>> Begin

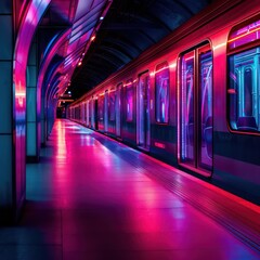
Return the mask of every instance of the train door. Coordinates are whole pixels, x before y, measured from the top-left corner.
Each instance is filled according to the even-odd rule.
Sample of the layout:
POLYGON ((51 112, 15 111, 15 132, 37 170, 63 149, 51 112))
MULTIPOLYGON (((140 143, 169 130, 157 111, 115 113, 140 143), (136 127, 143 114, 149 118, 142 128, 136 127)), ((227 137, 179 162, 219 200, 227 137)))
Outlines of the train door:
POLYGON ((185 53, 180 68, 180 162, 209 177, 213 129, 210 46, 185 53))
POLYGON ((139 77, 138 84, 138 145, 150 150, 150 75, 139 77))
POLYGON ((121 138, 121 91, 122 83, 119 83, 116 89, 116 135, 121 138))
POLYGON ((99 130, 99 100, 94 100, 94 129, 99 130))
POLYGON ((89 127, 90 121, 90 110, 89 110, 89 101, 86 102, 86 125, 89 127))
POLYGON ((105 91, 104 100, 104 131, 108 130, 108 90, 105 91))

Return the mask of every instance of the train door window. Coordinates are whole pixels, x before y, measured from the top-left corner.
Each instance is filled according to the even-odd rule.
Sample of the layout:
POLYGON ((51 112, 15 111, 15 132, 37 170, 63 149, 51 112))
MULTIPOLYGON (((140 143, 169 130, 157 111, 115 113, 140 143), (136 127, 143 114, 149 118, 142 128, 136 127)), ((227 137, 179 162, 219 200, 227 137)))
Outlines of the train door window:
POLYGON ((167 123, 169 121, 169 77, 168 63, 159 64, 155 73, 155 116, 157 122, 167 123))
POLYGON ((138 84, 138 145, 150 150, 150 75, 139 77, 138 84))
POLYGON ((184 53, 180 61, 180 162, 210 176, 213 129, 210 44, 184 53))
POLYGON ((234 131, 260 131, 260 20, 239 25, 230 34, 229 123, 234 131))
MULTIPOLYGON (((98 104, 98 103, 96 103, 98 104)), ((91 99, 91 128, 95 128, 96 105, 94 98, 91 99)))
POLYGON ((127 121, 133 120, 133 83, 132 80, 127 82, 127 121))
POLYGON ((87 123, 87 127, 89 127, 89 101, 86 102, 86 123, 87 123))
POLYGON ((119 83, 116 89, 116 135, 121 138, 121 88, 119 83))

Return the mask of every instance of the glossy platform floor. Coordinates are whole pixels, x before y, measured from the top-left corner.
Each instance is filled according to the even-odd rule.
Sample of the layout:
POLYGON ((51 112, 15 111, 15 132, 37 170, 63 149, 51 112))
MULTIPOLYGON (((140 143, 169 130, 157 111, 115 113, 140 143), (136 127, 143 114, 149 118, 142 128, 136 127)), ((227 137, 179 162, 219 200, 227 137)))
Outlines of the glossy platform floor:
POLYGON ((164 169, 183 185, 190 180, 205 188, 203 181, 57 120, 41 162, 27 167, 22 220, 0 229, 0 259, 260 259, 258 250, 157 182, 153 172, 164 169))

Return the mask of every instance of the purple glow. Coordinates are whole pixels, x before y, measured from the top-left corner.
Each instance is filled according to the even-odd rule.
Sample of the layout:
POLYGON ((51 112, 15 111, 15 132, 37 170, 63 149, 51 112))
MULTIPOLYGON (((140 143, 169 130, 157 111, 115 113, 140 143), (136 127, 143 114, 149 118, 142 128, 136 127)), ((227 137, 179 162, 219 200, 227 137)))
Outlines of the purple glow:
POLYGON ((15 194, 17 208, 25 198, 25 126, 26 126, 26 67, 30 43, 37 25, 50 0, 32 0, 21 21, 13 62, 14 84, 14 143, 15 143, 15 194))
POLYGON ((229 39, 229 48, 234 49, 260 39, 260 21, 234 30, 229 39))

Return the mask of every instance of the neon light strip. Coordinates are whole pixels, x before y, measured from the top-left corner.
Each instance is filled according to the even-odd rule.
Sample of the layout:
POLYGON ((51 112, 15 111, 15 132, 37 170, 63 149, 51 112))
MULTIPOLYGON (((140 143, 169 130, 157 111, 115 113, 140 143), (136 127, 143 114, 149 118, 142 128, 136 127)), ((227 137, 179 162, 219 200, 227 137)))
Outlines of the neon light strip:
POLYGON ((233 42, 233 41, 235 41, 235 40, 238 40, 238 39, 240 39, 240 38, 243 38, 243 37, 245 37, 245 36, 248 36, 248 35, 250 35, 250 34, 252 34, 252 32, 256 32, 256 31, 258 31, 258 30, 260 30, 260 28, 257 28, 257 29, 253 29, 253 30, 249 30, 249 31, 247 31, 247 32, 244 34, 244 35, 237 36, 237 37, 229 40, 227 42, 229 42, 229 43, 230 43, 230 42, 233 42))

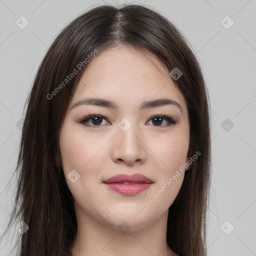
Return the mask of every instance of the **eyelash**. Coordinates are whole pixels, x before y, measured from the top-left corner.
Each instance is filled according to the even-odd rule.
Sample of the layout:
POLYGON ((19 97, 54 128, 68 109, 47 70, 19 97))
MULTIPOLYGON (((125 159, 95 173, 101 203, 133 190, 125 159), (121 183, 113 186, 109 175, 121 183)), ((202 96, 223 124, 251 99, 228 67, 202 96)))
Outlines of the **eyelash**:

>> End

Copy out the material above word for word, without the pictures.

> _EXPECTED ANSWER_:
Return the mask of every instance of the train door. Coordinates are whole pixels, x before y, measured from the top-left corner.
Each instance is filled according to the even-odd rule.
Sample of the layout:
POLYGON ((51 112, 15 111, 15 132, 37 170, 63 149, 51 112))
MULTIPOLYGON (((140 143, 169 130, 157 111, 115 113, 140 143), (136 127, 143 114, 149 118, 142 128, 136 127)), ((227 137, 179 162, 219 200, 227 137)))
Outlines of the train door:
POLYGON ((185 53, 180 68, 180 162, 209 177, 213 129, 210 46, 185 53))
POLYGON ((139 77, 138 84, 138 145, 150 150, 150 75, 139 77))
POLYGON ((121 138, 121 91, 122 83, 119 83, 116 89, 116 135, 121 138))
POLYGON ((99 130, 99 100, 94 100, 94 129, 99 130))
POLYGON ((89 127, 90 121, 90 110, 89 110, 89 101, 86 102, 86 125, 89 127))
POLYGON ((105 91, 104 100, 104 131, 108 130, 108 90, 105 91))

Return the mask of every instance of the train door window. Coordinates are whole pixels, x before y, measured from the top-left corner.
Each instance is filled according to the even-odd rule.
Sample of the layout:
POLYGON ((51 112, 15 111, 15 132, 37 170, 63 149, 51 112))
MULTIPOLYGON (((140 143, 169 130, 157 111, 115 113, 140 143), (136 127, 143 114, 149 118, 142 128, 136 127)), ((227 137, 179 162, 219 200, 227 137)))
Outlines of the train door window:
POLYGON ((167 123, 169 121, 169 77, 168 63, 159 64, 155 73, 155 116, 157 122, 167 123))
POLYGON ((138 84, 138 145, 150 150, 150 75, 139 77, 138 84))
POLYGON ((184 53, 180 61, 180 162, 210 176, 213 129, 210 44, 184 53))
POLYGON ((234 131, 260 131, 260 20, 239 25, 230 34, 229 123, 234 131))
MULTIPOLYGON (((98 104, 98 103, 96 103, 98 104)), ((91 99, 91 128, 95 128, 96 105, 94 98, 91 99)))
POLYGON ((127 121, 133 120, 133 83, 132 80, 127 82, 127 121))
POLYGON ((87 123, 87 127, 89 127, 89 101, 86 102, 86 123, 87 123))
POLYGON ((119 83, 116 89, 116 135, 121 138, 121 88, 119 83))

Return the mask of every instance of the glossy platform floor. Coordinates are whole pixels, x before y, measured from the top-left corner.
Each instance is filled according to the even-odd rule.
Sample of the layout:
POLYGON ((51 112, 15 111, 15 132, 37 170, 63 149, 51 112))
MULTIPOLYGON (((140 143, 169 130, 157 111, 115 113, 140 143), (136 127, 143 114, 149 118, 142 128, 136 127)), ((227 137, 179 162, 219 200, 227 137)))
Outlines of the glossy platform floor:
POLYGON ((164 169, 183 185, 190 180, 205 188, 203 181, 57 120, 41 162, 27 167, 22 220, 0 229, 0 259, 260 259, 258 250, 157 182, 153 172, 164 169))

Return the mask of every instance of the purple glow. Coordinates are whole pixels, x before y, measured from the top-left corner.
Each instance is filled according to the even-odd rule.
Sample of the layout:
POLYGON ((51 112, 15 111, 15 132, 37 170, 63 149, 51 112))
MULTIPOLYGON (((140 143, 169 130, 157 111, 115 113, 140 143), (136 127, 143 114, 149 118, 142 128, 136 127)), ((227 137, 179 162, 219 200, 227 137)))
Outlines of the purple glow:
POLYGON ((15 194, 17 208, 25 198, 25 126, 26 126, 26 67, 30 43, 37 25, 50 0, 32 0, 21 21, 13 62, 14 84, 14 143, 15 143, 15 194))
POLYGON ((229 39, 229 48, 234 49, 260 39, 260 21, 234 30, 229 39))

Return the mask of every instance of the neon light strip. Coordinates are whole pixels, x before y, measured from the top-left corner.
Each instance is filled according to the even-odd rule.
Sample of the layout:
POLYGON ((51 112, 15 111, 15 132, 37 170, 63 149, 51 112))
MULTIPOLYGON (((140 143, 169 130, 157 111, 115 113, 140 143), (136 127, 143 114, 149 118, 142 128, 136 127)), ((227 137, 179 162, 219 200, 227 137)))
Outlines of the neon light strip:
POLYGON ((233 42, 233 41, 235 41, 235 40, 238 40, 238 39, 240 39, 240 38, 243 38, 243 37, 245 37, 245 36, 248 36, 248 35, 250 35, 250 34, 252 34, 252 32, 256 32, 256 31, 258 31, 258 30, 260 30, 260 28, 257 28, 257 29, 253 29, 253 30, 249 30, 249 31, 247 31, 247 32, 244 34, 244 35, 237 36, 237 37, 229 40, 227 42, 229 42, 229 43, 230 43, 230 42, 233 42))

Return the mask of every instance of the **eyelash**. Coordinates are whole pixels, x before y, measured from the top-left corner.
Each instance is filled according to the even-odd rule.
Sample of the layout:
POLYGON ((19 97, 54 128, 68 109, 47 70, 19 97))
MULTIPOLYGON (((125 159, 95 173, 101 203, 133 190, 125 159), (121 183, 113 186, 109 175, 121 183)), ((202 96, 223 124, 251 99, 228 67, 202 96)))
Outlines of the **eyelash**:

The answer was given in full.